+++ BRANO ESTRATTO

La mia prima comunione

Il deficit psichico non implica per forza un deficit di fede. Anzi. Prepararsi all’eucaristia e condividere con familiari e coetanei la gioia che accompagna questo sacramento è un diritto di tutti. Disabili compresi.
25 Gennaio 2012 | di

Ricordo che il giorno della mia prima comunione, nel 1970, fu un disastro. Ma questo risultato era tutto sommato prevedibile: basti pensare che, a differenza degli altri bambini iscritti a catechismo, io ricevetti la preparazione al sacramento dalla maestra delle elementari «speciali» che al tempo frequentavo. Motivo: il sacerdote della parrocchia mi riteneva incapace di accedere ai contenuti e di esprimere una fede consapevole.
Il giorno della cerimonia, mentre tutti gli altri bambini erano seduti uno di fianco all’altro, ben visibili davanti all’altare, come veri protagonisti del dono del sacramento, per me e i miei genitori era stata invece predisposta una postazione sul retro della tavola eucaristica. Nessuno quindi poteva sapere che eravamo presenti in chiesa, tanto più che il sacerdote, quando elencò i nomi dei bambini, «dimenticò» di pronunciare il mio.

++++++
+++ RIGHE ARCHIVIATE

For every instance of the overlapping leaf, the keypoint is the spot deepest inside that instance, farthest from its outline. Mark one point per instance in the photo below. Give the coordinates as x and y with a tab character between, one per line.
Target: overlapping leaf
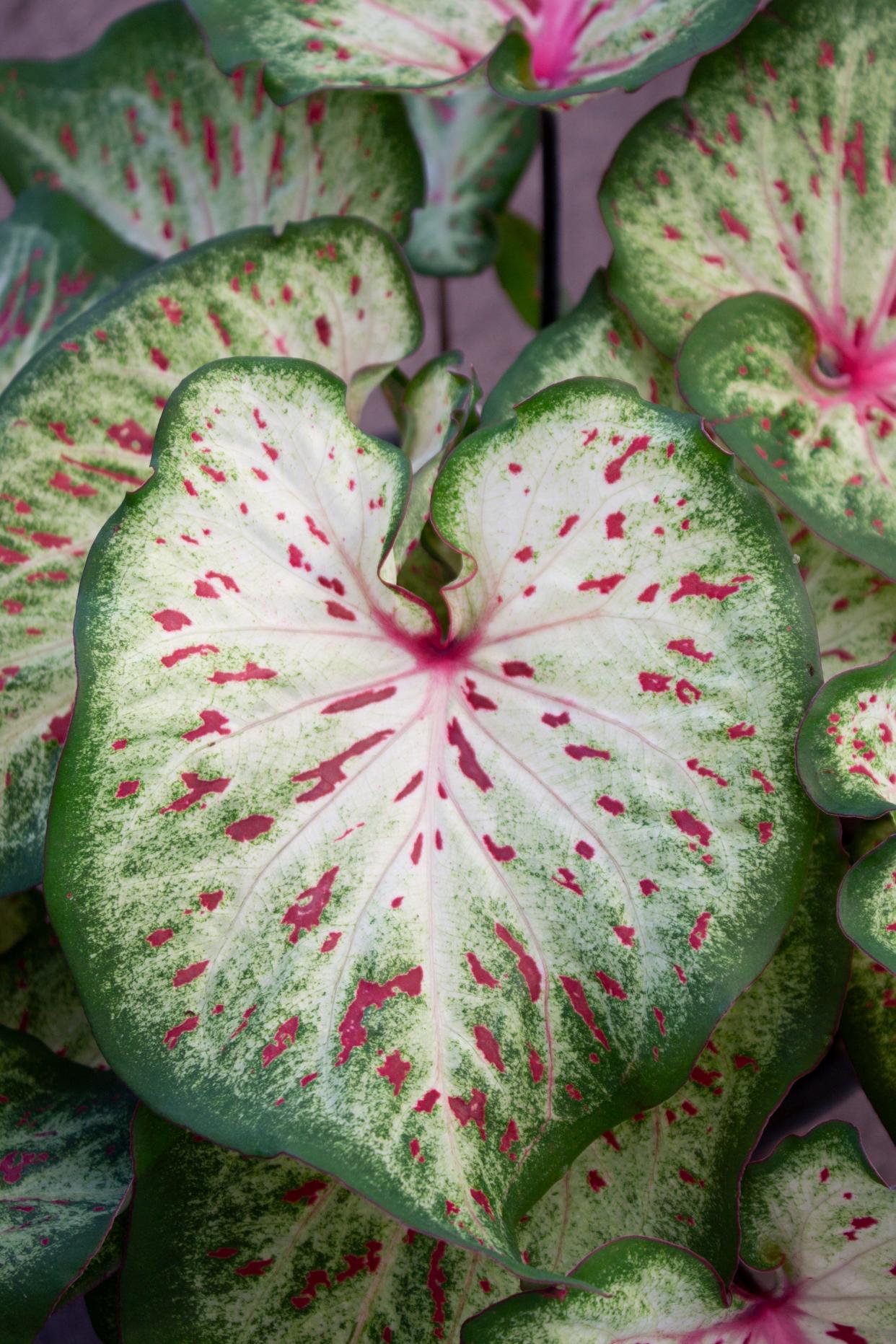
65	1168
675	1172
56	260
855	607
146	132
230	1249
428	915
595	339
537	50
38	995
475	148
814	1213
847	747
868	903
77	428
868	1029
776	174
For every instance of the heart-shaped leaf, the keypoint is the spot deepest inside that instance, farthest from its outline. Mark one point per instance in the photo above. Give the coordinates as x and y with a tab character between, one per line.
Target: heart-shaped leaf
65	1169
696	1144
227	1247
144	131
545	48
469	903
38	995
868	1029
855	607
77	428
847	746
476	148
56	260
814	1213
771	174
595	339
868	903
776	174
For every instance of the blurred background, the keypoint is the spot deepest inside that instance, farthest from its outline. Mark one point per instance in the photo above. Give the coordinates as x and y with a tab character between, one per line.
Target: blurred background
491	333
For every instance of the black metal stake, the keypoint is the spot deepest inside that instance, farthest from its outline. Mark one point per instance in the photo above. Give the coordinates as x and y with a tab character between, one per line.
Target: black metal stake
550	219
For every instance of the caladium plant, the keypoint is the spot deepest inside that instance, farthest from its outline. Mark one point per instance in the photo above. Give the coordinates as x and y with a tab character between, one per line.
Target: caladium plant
226	1247
65	1169
38	993
584	836
536	50
434	847
77	428
776	175
696	1143
475	149
56	260
868	1029
814	1214
148	135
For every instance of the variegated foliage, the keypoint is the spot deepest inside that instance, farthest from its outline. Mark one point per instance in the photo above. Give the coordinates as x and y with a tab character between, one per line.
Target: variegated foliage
595	339
56	260
814	1214
38	993
868	903
429	915
536	50
696	1144
230	1250
65	1169
148	135
77	429
776	174
868	1029
855	607
847	747
475	148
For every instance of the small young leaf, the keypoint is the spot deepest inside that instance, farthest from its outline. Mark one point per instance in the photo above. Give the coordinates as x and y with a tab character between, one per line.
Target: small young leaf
38	995
144	131
868	1029
361	897
814	1213
56	260
776	175
229	1249
65	1164
696	1144
517	265
595	339
868	903
751	369
847	746
855	607
545	50
77	428
476	148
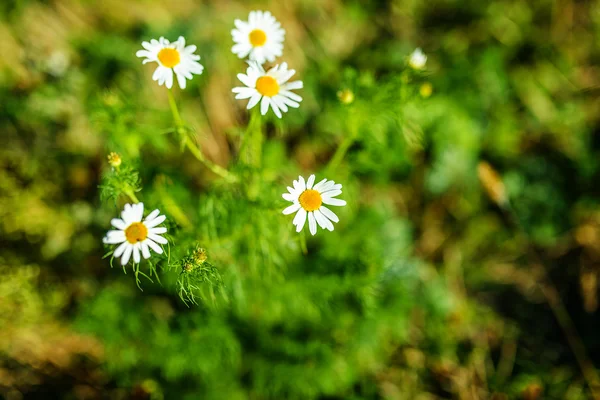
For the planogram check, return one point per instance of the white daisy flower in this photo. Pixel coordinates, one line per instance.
(135, 235)
(272, 87)
(308, 201)
(417, 59)
(260, 38)
(171, 57)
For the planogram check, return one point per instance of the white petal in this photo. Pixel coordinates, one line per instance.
(329, 214)
(302, 183)
(126, 254)
(331, 193)
(118, 223)
(244, 93)
(157, 239)
(334, 202)
(121, 249)
(292, 85)
(169, 78)
(138, 212)
(145, 250)
(114, 237)
(300, 219)
(264, 105)
(254, 100)
(157, 249)
(289, 196)
(276, 109)
(319, 185)
(323, 221)
(290, 95)
(181, 80)
(246, 80)
(152, 215)
(291, 209)
(155, 221)
(312, 224)
(311, 180)
(136, 253)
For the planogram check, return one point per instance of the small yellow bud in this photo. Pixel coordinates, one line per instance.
(346, 96)
(114, 160)
(426, 90)
(492, 183)
(200, 255)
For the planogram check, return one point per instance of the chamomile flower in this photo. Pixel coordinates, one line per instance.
(135, 235)
(309, 203)
(171, 57)
(270, 88)
(417, 59)
(260, 38)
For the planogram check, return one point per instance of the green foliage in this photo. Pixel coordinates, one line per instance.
(427, 288)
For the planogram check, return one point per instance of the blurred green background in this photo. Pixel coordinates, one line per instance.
(465, 265)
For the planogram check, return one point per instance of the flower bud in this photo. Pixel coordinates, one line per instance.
(114, 160)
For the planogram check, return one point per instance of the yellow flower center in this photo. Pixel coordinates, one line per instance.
(267, 86)
(136, 232)
(310, 200)
(257, 38)
(169, 57)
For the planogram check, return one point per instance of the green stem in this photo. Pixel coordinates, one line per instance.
(251, 147)
(303, 242)
(192, 147)
(175, 110)
(217, 169)
(342, 149)
(251, 153)
(131, 195)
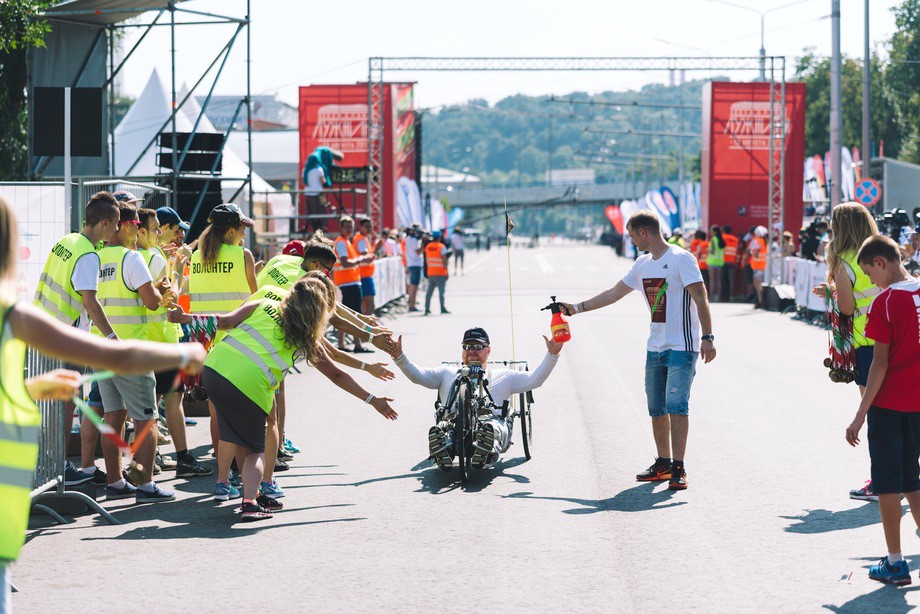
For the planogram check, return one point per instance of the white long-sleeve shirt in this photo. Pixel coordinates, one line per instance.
(502, 382)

++++++

## CONSEGNE DI LAVORO
(1) Riassumi in tre frasi il brano sulla prima comunione.
(2) Riprendi il brano sulla prima comunione dal punto in cui si ferma e proseguilo.

## SOLUZIONI DELL'ESERCIZIO
(1) Il brano afferma che il deficit psichico non implica per forza un deficit di fede e che prepararsi all'eucaristia è un diritto di tutti, disabili compresi. Chi scrive ricorda la propria prima comunione, nel 1970, come un disastro prevedibile: la preparazione venne dalla maestra delle elementari «speciali», perché il sacerdote della parrocchia riteneva chi scrive incapace di accedere ai contenuti e di esprimere una fede consapevole. Durante la cerimonia gli altri bambini sedevano ben visibili davanti all'altare, mentre a chi scrive e ai genitori era riservata una postazione sul retro della tavola eucaristica, e il sacerdote «dimenticò» di pronunciarne il nome.

(2)
La disabilità, all’epoca, metteva profondamente in crisi l’istituzione religiosa cattolica, impreparata a gestirne le implicazioni, se non dal punto di vista assistenziale. Per il disabile, d’altra parte, l’accesso ai sacramenti veniva considerato inutile: la salvezza per lui era già scritta, già data, né gli veniva chiesto di far rivivere quei sacramenti nella vita della comunità. Credo che ancora oggi potremmo trovare casi simili, nonostante le tante persone che operano con responsabilità all’interno della Chiesa. A questo proposito, desidero condividere con voi una lettera che mi ha dato molta gioia e speranza: «Ciao Claudio. In occasione della prima comunione, ventisei tesori si sono apprestati a ricevere per la prima volta l’eucaristia. Uno dei bimbi, nonostante fosse autistico, si è preparato come gli altri, anche grazie all’aiuto della sorellina. Quella mattina, quando è arrivato in chiesa, aveva paura di tutta quella gente. La sorellina lo ha accompagnato ed è rimasta con lui. Alla fine il bambino è salito all’altare, ha alzato le braccia al cielo e si è messo a gridare “Grazie! Grazie! Che bello! Grazie!”. È stato l’unico che ha capito il dono grande che gli è stato fatto, e ha ringraziato. Qualche mamma aveva un po’ storto il naso, perché il bimbo riceveva il sacramento con gli altri. Come vedi, i veri disabili siamo noi».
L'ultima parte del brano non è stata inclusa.